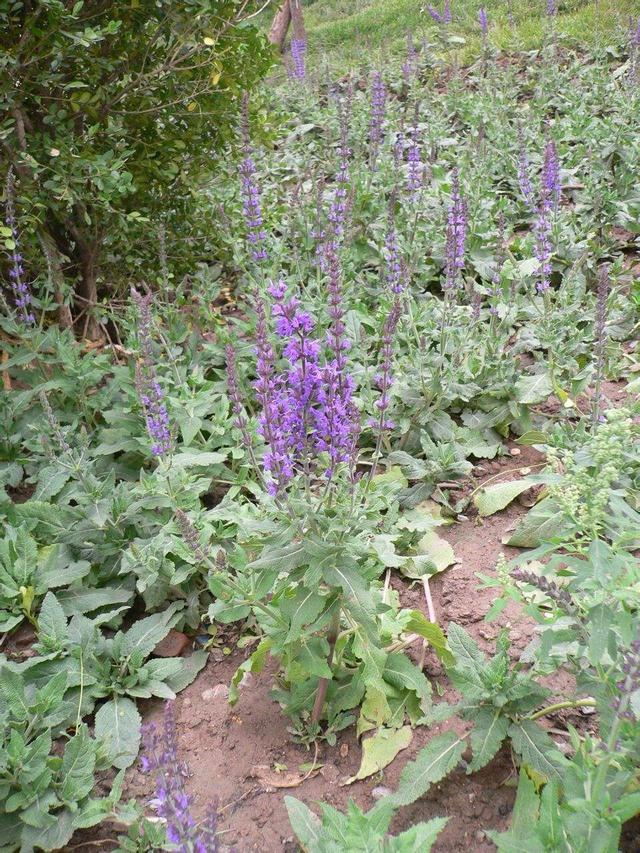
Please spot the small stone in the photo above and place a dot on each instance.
(380, 792)
(220, 691)
(173, 645)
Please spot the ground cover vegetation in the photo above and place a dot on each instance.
(257, 429)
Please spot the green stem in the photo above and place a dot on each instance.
(559, 706)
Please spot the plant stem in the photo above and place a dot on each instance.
(323, 683)
(559, 706)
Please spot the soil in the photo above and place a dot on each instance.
(244, 758)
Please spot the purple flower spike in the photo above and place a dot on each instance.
(384, 379)
(20, 288)
(551, 185)
(172, 801)
(415, 171)
(484, 23)
(378, 108)
(298, 50)
(523, 170)
(456, 235)
(394, 269)
(149, 391)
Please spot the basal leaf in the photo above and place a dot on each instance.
(493, 498)
(380, 749)
(434, 761)
(118, 724)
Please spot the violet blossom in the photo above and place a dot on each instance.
(298, 50)
(171, 802)
(456, 235)
(378, 109)
(415, 170)
(523, 170)
(20, 288)
(149, 391)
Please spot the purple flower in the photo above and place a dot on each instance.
(378, 108)
(415, 171)
(523, 169)
(456, 235)
(20, 288)
(551, 186)
(484, 24)
(445, 17)
(149, 391)
(384, 379)
(338, 209)
(298, 50)
(172, 801)
(542, 231)
(251, 207)
(393, 263)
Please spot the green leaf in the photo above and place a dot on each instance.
(438, 758)
(194, 459)
(433, 633)
(536, 749)
(190, 667)
(520, 836)
(489, 731)
(76, 771)
(304, 823)
(419, 839)
(493, 498)
(145, 634)
(118, 724)
(52, 623)
(380, 749)
(254, 663)
(541, 524)
(403, 674)
(533, 389)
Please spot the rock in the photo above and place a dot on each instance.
(173, 645)
(219, 691)
(380, 792)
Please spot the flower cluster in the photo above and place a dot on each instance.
(523, 170)
(21, 292)
(149, 391)
(443, 17)
(378, 109)
(307, 407)
(484, 25)
(415, 168)
(549, 196)
(298, 50)
(172, 803)
(456, 235)
(561, 596)
(394, 268)
(251, 207)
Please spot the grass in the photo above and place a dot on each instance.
(349, 33)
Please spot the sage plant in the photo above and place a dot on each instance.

**What is needed:**
Reproduce all the records verbatim, excluding images.

**Final answer:**
Please spot the small stone in the photo above and place a dot on each instance.
(380, 792)
(220, 691)
(173, 645)
Please spot the ground cover vegetation in the photo above and place a dot on each instance.
(257, 429)
Please spot the green stem in the photo above and place a dot on each instance.
(559, 706)
Please spot the plant stem in the photo above and place a dot on each instance.
(323, 683)
(559, 706)
Please spot the soil in the photo above and place a dot on each instance.
(244, 758)
Please spot the purple flower spike in the photo above and place a dot on each instance.
(384, 379)
(20, 288)
(551, 185)
(172, 801)
(415, 171)
(484, 23)
(378, 108)
(298, 50)
(523, 170)
(456, 235)
(394, 269)
(149, 391)
Please spot the basal leaf in the photo above and place a dot on each instance.
(493, 498)
(380, 749)
(434, 761)
(118, 724)
Please spot the violet blossom in the photo above and place a dot on each instance.
(298, 50)
(171, 802)
(456, 235)
(378, 109)
(415, 170)
(523, 170)
(20, 288)
(149, 391)
Please spot the purple flower in the photo above and place a dot on each instance.
(378, 108)
(415, 171)
(523, 169)
(456, 235)
(20, 288)
(551, 186)
(484, 24)
(445, 17)
(149, 391)
(384, 379)
(338, 209)
(298, 50)
(172, 801)
(542, 231)
(251, 207)
(393, 263)
Please spot the green leaf in the photo above and place a dot on each instance.
(438, 758)
(194, 459)
(433, 633)
(536, 749)
(190, 667)
(520, 836)
(489, 731)
(76, 771)
(304, 823)
(419, 839)
(493, 498)
(145, 634)
(118, 724)
(52, 623)
(380, 749)
(254, 663)
(541, 524)
(403, 674)
(533, 389)
Please spot the rock in the photo above and place a dot on each instance.
(173, 645)
(219, 691)
(380, 792)
Please spot the flower cluster in the photo above and place a dot on each instance.
(523, 170)
(21, 292)
(149, 391)
(443, 17)
(378, 109)
(307, 407)
(484, 25)
(415, 168)
(549, 196)
(298, 50)
(172, 803)
(456, 235)
(561, 596)
(394, 268)
(251, 207)
Please spot the grass in the photo above and place a dot on each instance.
(349, 33)
Please spot the sage plant in the photo above and place a dot on each instance.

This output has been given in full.